- _TASK GOAL_: An exact transcript of the records is what this task asks for.

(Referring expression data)
· · ·

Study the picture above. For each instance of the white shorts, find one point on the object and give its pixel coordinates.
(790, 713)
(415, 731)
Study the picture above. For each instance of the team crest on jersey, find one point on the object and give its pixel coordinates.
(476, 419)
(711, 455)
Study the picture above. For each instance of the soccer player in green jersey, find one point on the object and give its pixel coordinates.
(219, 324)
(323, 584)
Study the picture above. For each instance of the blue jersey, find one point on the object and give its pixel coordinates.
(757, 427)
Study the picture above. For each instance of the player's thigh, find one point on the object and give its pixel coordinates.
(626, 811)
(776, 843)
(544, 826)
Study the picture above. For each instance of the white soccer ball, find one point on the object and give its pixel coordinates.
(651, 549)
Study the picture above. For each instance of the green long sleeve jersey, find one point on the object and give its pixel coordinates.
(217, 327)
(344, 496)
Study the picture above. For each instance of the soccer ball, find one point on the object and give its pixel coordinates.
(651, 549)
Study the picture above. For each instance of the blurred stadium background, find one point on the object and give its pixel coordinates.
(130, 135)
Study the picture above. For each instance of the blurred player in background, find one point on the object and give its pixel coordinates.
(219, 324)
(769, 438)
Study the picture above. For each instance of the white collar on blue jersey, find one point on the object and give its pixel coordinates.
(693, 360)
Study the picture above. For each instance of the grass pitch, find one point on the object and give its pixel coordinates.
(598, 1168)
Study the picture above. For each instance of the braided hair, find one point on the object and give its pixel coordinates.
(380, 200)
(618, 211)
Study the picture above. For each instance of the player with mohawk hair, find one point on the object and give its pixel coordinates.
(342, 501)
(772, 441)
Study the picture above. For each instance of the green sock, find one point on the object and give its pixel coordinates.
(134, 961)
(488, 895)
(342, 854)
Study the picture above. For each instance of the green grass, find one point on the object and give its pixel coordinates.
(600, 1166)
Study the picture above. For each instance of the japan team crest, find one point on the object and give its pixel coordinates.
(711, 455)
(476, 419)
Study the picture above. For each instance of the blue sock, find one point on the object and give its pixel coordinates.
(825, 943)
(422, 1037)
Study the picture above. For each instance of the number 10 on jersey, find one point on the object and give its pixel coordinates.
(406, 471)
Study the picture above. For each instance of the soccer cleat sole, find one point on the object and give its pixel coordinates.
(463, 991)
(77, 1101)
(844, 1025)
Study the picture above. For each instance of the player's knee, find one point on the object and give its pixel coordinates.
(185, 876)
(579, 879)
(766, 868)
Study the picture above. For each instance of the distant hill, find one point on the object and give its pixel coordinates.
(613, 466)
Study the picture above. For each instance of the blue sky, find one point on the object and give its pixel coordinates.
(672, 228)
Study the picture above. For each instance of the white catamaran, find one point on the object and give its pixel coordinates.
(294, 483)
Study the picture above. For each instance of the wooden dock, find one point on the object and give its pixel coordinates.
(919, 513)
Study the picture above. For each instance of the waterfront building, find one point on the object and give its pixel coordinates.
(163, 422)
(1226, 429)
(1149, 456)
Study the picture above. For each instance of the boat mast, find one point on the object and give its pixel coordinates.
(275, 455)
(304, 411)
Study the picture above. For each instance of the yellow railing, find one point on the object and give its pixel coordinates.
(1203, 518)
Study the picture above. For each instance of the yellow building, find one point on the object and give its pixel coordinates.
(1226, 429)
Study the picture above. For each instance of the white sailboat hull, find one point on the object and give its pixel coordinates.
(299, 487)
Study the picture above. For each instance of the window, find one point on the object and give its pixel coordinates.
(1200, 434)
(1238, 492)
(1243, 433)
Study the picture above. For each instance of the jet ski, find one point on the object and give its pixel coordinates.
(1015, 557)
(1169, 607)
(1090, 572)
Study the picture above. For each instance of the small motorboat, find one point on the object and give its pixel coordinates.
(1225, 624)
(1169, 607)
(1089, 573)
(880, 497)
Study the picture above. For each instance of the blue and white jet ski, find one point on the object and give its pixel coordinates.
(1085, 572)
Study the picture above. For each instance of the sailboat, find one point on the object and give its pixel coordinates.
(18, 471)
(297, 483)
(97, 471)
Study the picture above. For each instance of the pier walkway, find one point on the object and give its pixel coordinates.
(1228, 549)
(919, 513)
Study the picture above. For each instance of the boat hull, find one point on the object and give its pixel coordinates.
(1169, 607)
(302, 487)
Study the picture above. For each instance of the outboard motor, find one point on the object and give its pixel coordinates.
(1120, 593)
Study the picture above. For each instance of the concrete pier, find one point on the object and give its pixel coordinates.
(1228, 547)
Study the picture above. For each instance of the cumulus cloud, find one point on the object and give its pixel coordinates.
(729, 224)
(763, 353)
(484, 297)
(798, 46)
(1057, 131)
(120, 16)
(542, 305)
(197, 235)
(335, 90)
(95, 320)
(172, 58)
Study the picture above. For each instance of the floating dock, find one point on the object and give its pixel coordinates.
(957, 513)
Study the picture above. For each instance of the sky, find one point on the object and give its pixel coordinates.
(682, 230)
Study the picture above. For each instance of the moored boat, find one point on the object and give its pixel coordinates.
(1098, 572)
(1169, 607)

· · ·

- _TASK OUTPUT_:
Study the picture above. For each instance of the white shorts, find one point on the object and give its pixel coordinates.
(790, 713)
(415, 731)
Study the picture above. For each instance of the team crest on jersey, find one point on the object and give its pixel coordinates.
(476, 419)
(711, 455)
Study the picture above. For each instance of the soccer player in green jersey, find one point on the object and give its pixel coordinates.
(219, 324)
(323, 584)
Study the picture above. For each instance of the blue jersey, find one point on the object and give its pixel coordinates.
(757, 427)
Study the picture above. For each instance of the player's thigh, find one point on the object and give its pixel coordinates.
(626, 811)
(776, 843)
(544, 826)
Study the picture above. For each instance of the white soccer ball, find one point on the object and give its pixel coordinates.
(651, 549)
Study the picture above. For each instance of the green long sleeve jersey, find one point on the object and give its pixel coordinates.
(217, 327)
(344, 496)
Study the picture above. For each instance of the soccer ball, find one point on the object and give its pixel coordinates.
(651, 549)
Study the picture above. For each instance of the blurred stadium background, find one point on the object and give its pixel coordinates.
(130, 135)
Study the picture above. For each instance of the blurred player in background, find one point on the object and give its pixel coordinates.
(219, 324)
(769, 438)
Study the picture above. For each instance of the white collar on blue jersey, find one point on the object and give its pixel coordinates.
(693, 360)
Study the picture above. For each instance of the grass pitch, find one point on the object and give its pixel coordinates.
(598, 1168)
Study the picture above. For each instance of the braided hair, find one point on the object and give its pixel coordinates.
(380, 200)
(618, 211)
Study the picture above. For each instance of the player with mohawk hair, find one point on the object and give its pixel coordinates.
(342, 501)
(772, 441)
Study the picture above. For each instance of the green sock, find one point on the object and give its pixel coordinates.
(134, 961)
(488, 895)
(342, 854)
Study the picture above. For each instance of the green grass, find one point on the object and give its pixel coordinates.
(600, 1166)
Study the picture above. For each instance of the japan team crest, find one point on the object and give its pixel coordinates.
(711, 455)
(476, 419)
Study the picture above. For each instance of the blue sock, find one point on the object and give its pixel coordinates.
(825, 943)
(422, 1037)
Study the picture above. For each instance of the number 10 on jersey, find one point on the object and give its pixel coordinates.
(406, 471)
Study the picture above. For each instance of the soccer cleat sole, find one point on the object and give its pixel coordinates.
(463, 991)
(77, 1101)
(844, 1025)
Study the picture above. For each instance of the player's knee, find one point on the object and give its pixel coordinates.
(185, 876)
(579, 879)
(766, 868)
Study the picture above. For each instance of the distant hill, find one point on the object and give its pixel coordinates.
(613, 466)
Study the picture above. For each instance of the blue sky, find one point on the object and give its pixel coordinates.
(672, 228)
Study the picture above. For each instance of the white catamaran, find one point on the object and give its pixel coordinates.
(294, 483)
Study the picture above. For each instance of the wooden dock, find one point on the object and give its pixel coordinates.
(919, 513)
Study the picture above. For each instance of the waterfront building, find one point on the object and give its pixel coordinates.
(163, 422)
(1226, 429)
(1149, 456)
Study the picture above. For each instance of the boat mast, find one point on the object and give its pixel coordinates.
(275, 455)
(304, 411)
Study the picture above. For each instance of the yellow railing, find one point on the object and give its pixel coordinates.
(1203, 518)
Study the picture above. For each instance of the yellow building, find one point on the object and give its pixel coordinates.
(1226, 429)
Study the picture above. For each instance of the white sailboat hull, find one point on the object and give its pixel coordinates.
(299, 487)
Study the picture above. For each instance of the window, find one point on the object and give its pixel coordinates.
(1200, 434)
(1238, 492)
(1243, 433)
Study the picture above. For each instance of the jet ski, find one point on the object and give its pixel coordinates.
(1015, 557)
(1169, 607)
(1090, 572)
Study the picture above. For each instance of the small motorboat, find one point on the object and give its pixel coordinates.
(1225, 624)
(1169, 607)
(1089, 573)
(880, 497)
Study the picture above. For each instance of the blue and white jet ski, find one point on the object and give its pixel coordinates.
(1085, 572)
Study the picture above. For each instance of the sailboat, find one point on the object and give its pixel coordinates.
(18, 471)
(297, 483)
(97, 471)
Study the picture above. For each instance of the pier walkway, find one point on the object and give its pixel coordinates.
(1228, 549)
(919, 513)
Study the picture above. For each instance of the boat hull, find one point on the object and give its pixel coordinates.
(1169, 607)
(302, 487)
Study the picture above. For each instance of the outboard motor, find one point on the object and give its pixel coordinates.
(1120, 593)
Study the picture above. For each instance of the concrete pier, find one point on the object and give its pixel coordinates.
(1228, 547)
Study the picture above. For each instance of the cumulus cloud, find one point on the object and give its pixel coordinates.
(729, 224)
(763, 353)
(484, 297)
(798, 46)
(1057, 131)
(120, 16)
(542, 305)
(197, 235)
(335, 90)
(95, 320)
(172, 58)
Study the picture above. For each instance of the floating dock, find one point on the object and give its pixel coordinates.
(957, 513)
Study the picture above. For each instance of the sky, find one point on the object and give its pixel coordinates.
(682, 230)
Study the picture above. For each instance of the moored boat, find one point on the object and give its pixel coordinates.
(1098, 572)
(1169, 607)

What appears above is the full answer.